start EXTRACTED TEXT
In September 1911 a black man from Texas named Jack Johnson came into conflict in London with Winston Churchill, leading figures in the church, and the chairman of the London County Council. Newspaper reports reveal several interesting aspects of British life, including attitudes to race.
Johnson had defeated Tommy Burns (top right) in Australia in 1908 to become world heavyweight boxing champion. Many whites proclaimed the retired champion Jim Jeffries to still hold the title, until he was defeated by Johnson in Nevada in 1910. Anti-black riots followed (London’s Daily Mail of 18 July 1910 said that the fight had “led to race riots in the United States”). Exhibition of the film of that match was thought by the London County Council to be undesirable. Johnson was well-known, and a British impressario contracted for him to meet England’s champion William “Bombardier Billy” Wells, a match to take place at the Earl’s Court exhibition centre in London on 2 October 1911. The prize was £8,000 (at a time when £250 a year was a decent income).
Johnson’s blackness was just one element in the reports. The Revd Frederick Brotherton Meyer, an important Methodist minister, disliked the prize money, believing that boxing was a sport and should be played for fun or just a salary. He would also have disliked the gambling that went on when boxers met. Although sympathetic to blacks (the London Pan-African Congress, 1900 and in the League of Universal Brotherhood in 1906-1907) Meyer was unaware that boxing had involved whites meeting blacks for many decades. When the Sportsman discovered this, it said that “the racial question is only involved simply and solely to strengthen a weak case” and the next week published a letter advising Meyer to agitate against the hunting of both hares and otters (20 and 27 September 1911).
Boxing (like the Sportsman, its allegiance was obvious) not only published photographs of black boxers from time to time but back on 4 March, when Sam Langford (born in Nova Scotia, Canada) beat the Australian Bill Lang for £3,500, commented “the old colour-line is once more being advocated” and asked “is the white race ready to confess its inferiority?” The Times reported the battle between Meyer and the sporting world. Ten thousand were expected to attend; the head of the Church Army backed Meyer’s efforts to stop the match; and published a letter that stated white police in the West Indies had experienced problems when the news of Johnson’s victory reached the Caribbean. It noted that Meyer refused to see film of the Johnson v. Jeffries match, and that Meyer was organising a petition requesting Home Secretary Winston Churchill to ban the proposed match “on the grounds of public order”. Sporting Life indicated that Churchill believed that “what is contemplated is illegal” (26 September).
end EXTRACTED TEXT
[TASKS]
(a) Answer these questions from the text on Jack Johnson in London:
(i) In what country and what year did Johnson defeat Tommy Burns?
(ii) What was the prize for the proposed match between Johnson and Wells?
(iii) Whom did Meyer's petition ask to ban the match?
(b) Set down word for word the passage of the text on Jack Johnson in London from "In September 1911" up to and including "attitudes to race.".
start EXTRACTED ENTRIES
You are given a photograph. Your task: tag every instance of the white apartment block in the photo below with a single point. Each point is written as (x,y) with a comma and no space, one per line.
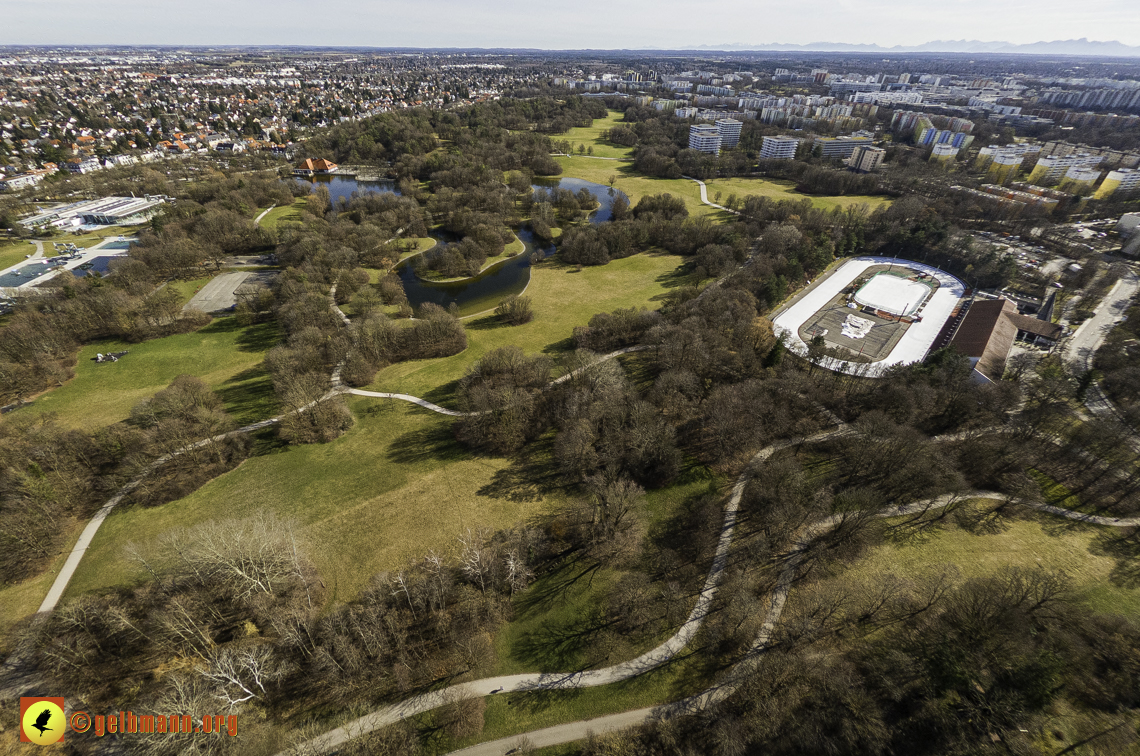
(779,148)
(1052,169)
(865,159)
(705,138)
(888,98)
(730,132)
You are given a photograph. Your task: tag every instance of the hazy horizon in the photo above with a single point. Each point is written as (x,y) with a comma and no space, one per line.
(665,24)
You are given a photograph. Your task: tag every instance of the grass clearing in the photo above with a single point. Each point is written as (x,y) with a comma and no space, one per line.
(287,213)
(90,238)
(21,600)
(1041,542)
(562,298)
(13,252)
(222,354)
(395,486)
(592,137)
(636,186)
(781,189)
(398,484)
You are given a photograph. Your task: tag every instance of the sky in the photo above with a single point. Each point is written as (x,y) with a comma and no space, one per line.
(599,24)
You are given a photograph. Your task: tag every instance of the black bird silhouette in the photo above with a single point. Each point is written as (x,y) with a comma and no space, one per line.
(41,721)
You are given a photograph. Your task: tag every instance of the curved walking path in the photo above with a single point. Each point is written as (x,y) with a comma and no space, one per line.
(55,593)
(705,196)
(455,413)
(572,731)
(258,219)
(672,647)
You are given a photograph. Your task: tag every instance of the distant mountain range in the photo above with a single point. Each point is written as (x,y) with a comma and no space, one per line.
(1058,47)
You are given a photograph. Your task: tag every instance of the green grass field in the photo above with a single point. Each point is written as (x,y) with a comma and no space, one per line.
(562,298)
(636,185)
(519,713)
(23,599)
(779,189)
(397,484)
(285,213)
(13,252)
(592,137)
(222,354)
(1042,542)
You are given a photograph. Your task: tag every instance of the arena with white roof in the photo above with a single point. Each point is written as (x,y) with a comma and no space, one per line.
(889,294)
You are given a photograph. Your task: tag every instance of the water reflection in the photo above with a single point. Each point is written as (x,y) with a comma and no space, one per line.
(489,287)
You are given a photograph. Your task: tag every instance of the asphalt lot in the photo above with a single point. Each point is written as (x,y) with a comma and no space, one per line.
(218,294)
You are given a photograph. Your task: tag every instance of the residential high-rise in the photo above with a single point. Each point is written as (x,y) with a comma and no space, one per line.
(1051,170)
(1121,184)
(1003,168)
(841,147)
(705,138)
(865,159)
(779,148)
(730,132)
(943,153)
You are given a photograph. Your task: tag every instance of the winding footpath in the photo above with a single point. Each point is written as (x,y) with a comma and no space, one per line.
(266,212)
(705,196)
(650,660)
(55,593)
(668,650)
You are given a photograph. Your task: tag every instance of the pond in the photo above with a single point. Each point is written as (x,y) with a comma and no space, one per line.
(489,287)
(341,187)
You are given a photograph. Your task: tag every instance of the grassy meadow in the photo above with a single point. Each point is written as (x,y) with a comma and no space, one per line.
(222,354)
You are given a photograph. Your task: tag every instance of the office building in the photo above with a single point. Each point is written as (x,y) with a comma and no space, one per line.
(107,211)
(865,159)
(705,138)
(779,148)
(730,132)
(1122,184)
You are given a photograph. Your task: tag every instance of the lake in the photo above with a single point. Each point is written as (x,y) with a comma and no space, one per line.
(502,279)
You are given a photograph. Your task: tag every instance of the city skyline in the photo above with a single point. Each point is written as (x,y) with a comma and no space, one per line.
(588,25)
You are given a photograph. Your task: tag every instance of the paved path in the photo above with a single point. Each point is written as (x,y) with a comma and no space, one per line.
end EXTRACTED ENTRIES
[RESPONSE LIST]
(a)
(i) Australia, 1908
(ii) £8,000
(iii) Home Secretary Winston Churchill

(b)
In September 1911 a black man from Texas named Jack Johnson came into conflict in London with Winston Churchill, leading figures in the church, and the chairman of the London County Council. Newspaper reports reveal several interesting aspects of British life, including attitudes to race.